Texto de leitura:
※

Legião Urbana - "Legião Urbana" (1985)


URBANA LEGIO
OMNIA VINCIT
(Legião Urbana a tudo vence)



Mesmo em meio à explosão do rock nacional da metade dos anos 80, podia-se notar que a Legião Urbana tinha algo de diferente. Ainda que tenham sido elevados quase que imediatamente a uma espécie de papel de porta-vozes de uma geração, pelas letras engajadas, políticas, sociais, as mesmas não se limitavam à mera convocação ao levante popular ou a um niilismo juvenil, mostrando diferenciais intelectuais e estruturais de seu principal compositor, Renato Russo; e mesmo as mais pessoais, por sua vez se destacavam do lugar comum, saindo do tradicional modelo intimista- apaixonado-desesperado com uma poesia muito peculiar, elaborada e de qualidade. Na parte instrumental, embora não se destacassem tecnicamente por virtuosismos instrumentais individuais, compensavam isso por uma solidez sonora, competência, doses equilibradas de agressividade e lirismo.
“Legião Urbana”, seu primeiro trabalho de 1985, é um tanto cru ainda, meio tosco em alguns momentos, mas essa pureza talvez seja interessante para que se perceba o verdadeiro espírito da música do grupo que nunca foi abandonado mesmo em trabalhos posteriores mais elaborados e sofisticados.
“Será”, não só faz as honras de abertura do disco como é a responsável por apresentar a banda ao Brasil, mostrando muitas das marcas que o grupo levaria consigo ao longo de sua trajetória. Num punk-rock bem trabalhado que fundia brilhantemente questões pessoais com um âmbito mais amplo, abraçando dúvidas e anseios coletivos, Renato Russo, como voz e representante, aproximava-se de maneira muito íntima e solidária de seus interlocutores, e começava a criar grande parte da empatia e liderança que viria a exercer sobre seus fãs.
Segunda faixa do álbum, a embalada “A Dança”, é uma pedrada numa juventude vazia, sem interesses, valores ou expectativas, conduzida com competência pelo baixo de Renato Rocha, o melhor instrumentista da banda, que deixaria a banda em seguida. Se “O Petróleo do Futuro”, a terceira, é um exemplar mais característico do punk de Brasília do início dos anos 80, mais tosca, pesada e agressiva; “Ainda é Cedo”, requintada e limpa, talvez seja o momento de maior maturidade sonora da banda até então para um primeiro disco, numa canção de amor, desentendimento e despedida, interpretada de forma esplêndida por Renato Russo. O disco segue com “Perdidos no Espaço”, canção de amor apenas interessante e de estrutura esquisita em determinados momentos; e com “Geração Coca-Cola”, um daqueles hinos instantâneos, ainda mais naquele contexto pós-militarismo clamoroso por democracia, um autêntico manifesto punk, agressivo e indignado, mas gritado com muito mais inteligência, vocabulário e recursos que o punk paulista suburbano, por exemplo, que sempre fez aquilo, verdade seja dita, mas de forma tão primária que muitas vezes caía no folclórico.

※

Você pode continuar a resenha sobre o primeiro disco da Legião Urbana a partir de onde ela para? A listagem não tem relação nenhuma com a resenha sobre o disco da Legião Urbana.

Seção de dados:
※

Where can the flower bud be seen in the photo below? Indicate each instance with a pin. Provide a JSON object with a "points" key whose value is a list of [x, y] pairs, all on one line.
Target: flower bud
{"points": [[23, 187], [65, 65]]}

※

Resultado:
Em “O Reggae”, como o título já faz supor, a banda explora o tradicional ritmo jamaicano, e Renato Russo nos dá a primeira mostra de sua capacidade de desenvolver histórias musicais, no que mais tarde ficaria célebre em "Eduardo e Mônica" e “Faroeste Caboclo”, descrevendo aqui uma trajetória anunciadamente trágica, desde o berço até a crueldade das ruas. Em “Baader-Meinhof Blues”, o vocal conduzido levemente por Renato Russo contrasta com a letra pesada e irônica sobre violência; e igualmente impactante é a pessimista “Soldados”, com sua batida marcial e teclado melancólico.
O espetacular punk-rock “Teorema”, de letra extremamente bem concebida, encaminha o final do disco de forma absolutamente empolgante, especialmente no fraseado de guitarra de introdução para o refrão e no improviso vocal final, extático, histérico, espontâneo e inspirado de Renato Russo. E se por um momento o ouvinte vem a pensar que não poderia haver um encerramento melhor do que aquele notável epílogo que acabara de ouvir, vem então a belíssima “Por Enquanto”, uma melancólica canção de amor, que apenas com uma flutuante base de teclado desenvolvida sobre uma batida eletrônica quebra toda a energia beligerante do álbum e, aí sim, se despede do ouvinte com o sugestivo e inesquecível verso “estamos indo de volta pra casa”. Um final perfeito.
Estava feito: com a quele primeiro álbum a Legião Urbana era conhecida. O mito estava começando a surgir. O sucesso, mito, a idolatria, a identificação, a comoção... O resto da história todo mundo conhece.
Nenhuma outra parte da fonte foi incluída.